TASK INPUT
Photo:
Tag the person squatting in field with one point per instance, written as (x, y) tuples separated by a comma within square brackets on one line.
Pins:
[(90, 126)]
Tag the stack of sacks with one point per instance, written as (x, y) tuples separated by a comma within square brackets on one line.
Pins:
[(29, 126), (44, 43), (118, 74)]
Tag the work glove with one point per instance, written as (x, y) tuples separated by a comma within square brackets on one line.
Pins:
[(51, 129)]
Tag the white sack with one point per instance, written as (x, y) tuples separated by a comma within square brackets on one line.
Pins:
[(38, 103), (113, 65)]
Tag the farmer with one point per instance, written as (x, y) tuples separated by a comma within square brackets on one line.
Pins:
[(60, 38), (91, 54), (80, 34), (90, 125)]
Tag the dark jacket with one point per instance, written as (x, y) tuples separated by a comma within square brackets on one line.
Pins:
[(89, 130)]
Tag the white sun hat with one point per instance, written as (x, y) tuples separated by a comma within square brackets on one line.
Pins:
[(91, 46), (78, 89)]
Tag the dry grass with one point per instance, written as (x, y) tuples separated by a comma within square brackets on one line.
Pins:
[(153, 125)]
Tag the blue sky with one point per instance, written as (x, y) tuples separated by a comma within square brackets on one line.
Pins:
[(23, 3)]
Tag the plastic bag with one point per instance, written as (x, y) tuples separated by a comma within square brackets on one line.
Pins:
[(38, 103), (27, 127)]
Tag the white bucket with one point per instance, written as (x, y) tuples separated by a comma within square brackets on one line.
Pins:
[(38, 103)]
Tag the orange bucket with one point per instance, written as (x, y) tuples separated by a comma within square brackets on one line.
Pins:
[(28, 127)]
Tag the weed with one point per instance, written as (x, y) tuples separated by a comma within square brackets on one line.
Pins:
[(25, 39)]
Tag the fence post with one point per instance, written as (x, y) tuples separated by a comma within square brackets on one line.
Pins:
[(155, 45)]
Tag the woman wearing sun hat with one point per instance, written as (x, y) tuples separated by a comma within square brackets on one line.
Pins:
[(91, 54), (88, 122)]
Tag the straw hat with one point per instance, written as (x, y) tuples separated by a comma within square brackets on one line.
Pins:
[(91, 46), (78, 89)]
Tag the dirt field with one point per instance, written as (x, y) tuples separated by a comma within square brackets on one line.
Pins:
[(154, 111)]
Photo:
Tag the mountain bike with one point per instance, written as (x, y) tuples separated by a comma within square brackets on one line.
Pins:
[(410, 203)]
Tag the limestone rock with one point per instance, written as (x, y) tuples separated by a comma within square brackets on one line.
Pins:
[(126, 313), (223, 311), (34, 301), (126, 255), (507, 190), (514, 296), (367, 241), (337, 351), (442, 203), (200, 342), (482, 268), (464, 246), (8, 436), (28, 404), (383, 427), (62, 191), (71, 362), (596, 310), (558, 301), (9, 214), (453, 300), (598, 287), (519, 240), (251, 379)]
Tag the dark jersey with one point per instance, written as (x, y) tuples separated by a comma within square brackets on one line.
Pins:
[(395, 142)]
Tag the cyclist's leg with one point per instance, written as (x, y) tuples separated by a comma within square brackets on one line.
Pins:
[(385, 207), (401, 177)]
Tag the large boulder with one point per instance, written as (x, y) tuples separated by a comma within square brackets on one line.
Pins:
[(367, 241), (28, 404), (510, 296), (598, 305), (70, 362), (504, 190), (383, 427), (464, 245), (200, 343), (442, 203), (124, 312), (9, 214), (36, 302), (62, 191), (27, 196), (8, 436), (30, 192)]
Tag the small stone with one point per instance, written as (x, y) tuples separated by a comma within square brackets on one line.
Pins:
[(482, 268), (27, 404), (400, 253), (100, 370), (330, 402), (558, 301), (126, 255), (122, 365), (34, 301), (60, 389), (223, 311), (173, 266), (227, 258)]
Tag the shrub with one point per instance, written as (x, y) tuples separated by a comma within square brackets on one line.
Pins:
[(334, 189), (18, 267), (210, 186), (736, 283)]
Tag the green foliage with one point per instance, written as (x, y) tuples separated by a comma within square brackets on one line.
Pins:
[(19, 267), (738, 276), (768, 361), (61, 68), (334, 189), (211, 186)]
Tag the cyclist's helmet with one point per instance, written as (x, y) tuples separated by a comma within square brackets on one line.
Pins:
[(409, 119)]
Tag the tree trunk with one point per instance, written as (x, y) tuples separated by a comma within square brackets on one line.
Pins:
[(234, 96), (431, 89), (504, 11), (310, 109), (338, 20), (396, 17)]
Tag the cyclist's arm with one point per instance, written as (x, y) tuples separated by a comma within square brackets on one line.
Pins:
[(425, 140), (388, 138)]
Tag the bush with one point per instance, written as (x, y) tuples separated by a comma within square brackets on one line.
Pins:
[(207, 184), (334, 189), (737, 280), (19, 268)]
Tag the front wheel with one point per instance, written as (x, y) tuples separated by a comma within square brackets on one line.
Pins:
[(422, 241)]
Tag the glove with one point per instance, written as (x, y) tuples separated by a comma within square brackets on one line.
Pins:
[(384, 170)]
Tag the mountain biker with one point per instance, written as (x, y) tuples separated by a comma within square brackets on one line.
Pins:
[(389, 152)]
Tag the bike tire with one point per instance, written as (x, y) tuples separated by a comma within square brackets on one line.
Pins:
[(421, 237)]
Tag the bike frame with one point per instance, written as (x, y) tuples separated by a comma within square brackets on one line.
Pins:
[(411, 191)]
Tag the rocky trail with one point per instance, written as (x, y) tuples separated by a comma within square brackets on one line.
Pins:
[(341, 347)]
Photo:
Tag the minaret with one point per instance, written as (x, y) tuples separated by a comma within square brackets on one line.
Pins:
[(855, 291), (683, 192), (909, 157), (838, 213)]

TASK TO COMPLETE
Search the data for the string "bucket" and copy out every line where it is found.

EXPECTED ANSWER
Tag the white bucket with one point per instance, written as (x, y) tuples separated by a comma within square brackets on one line.
Tag the orange bucket with one point per instance, written as (x, y) tuples separated by a comma within square brackets on one line.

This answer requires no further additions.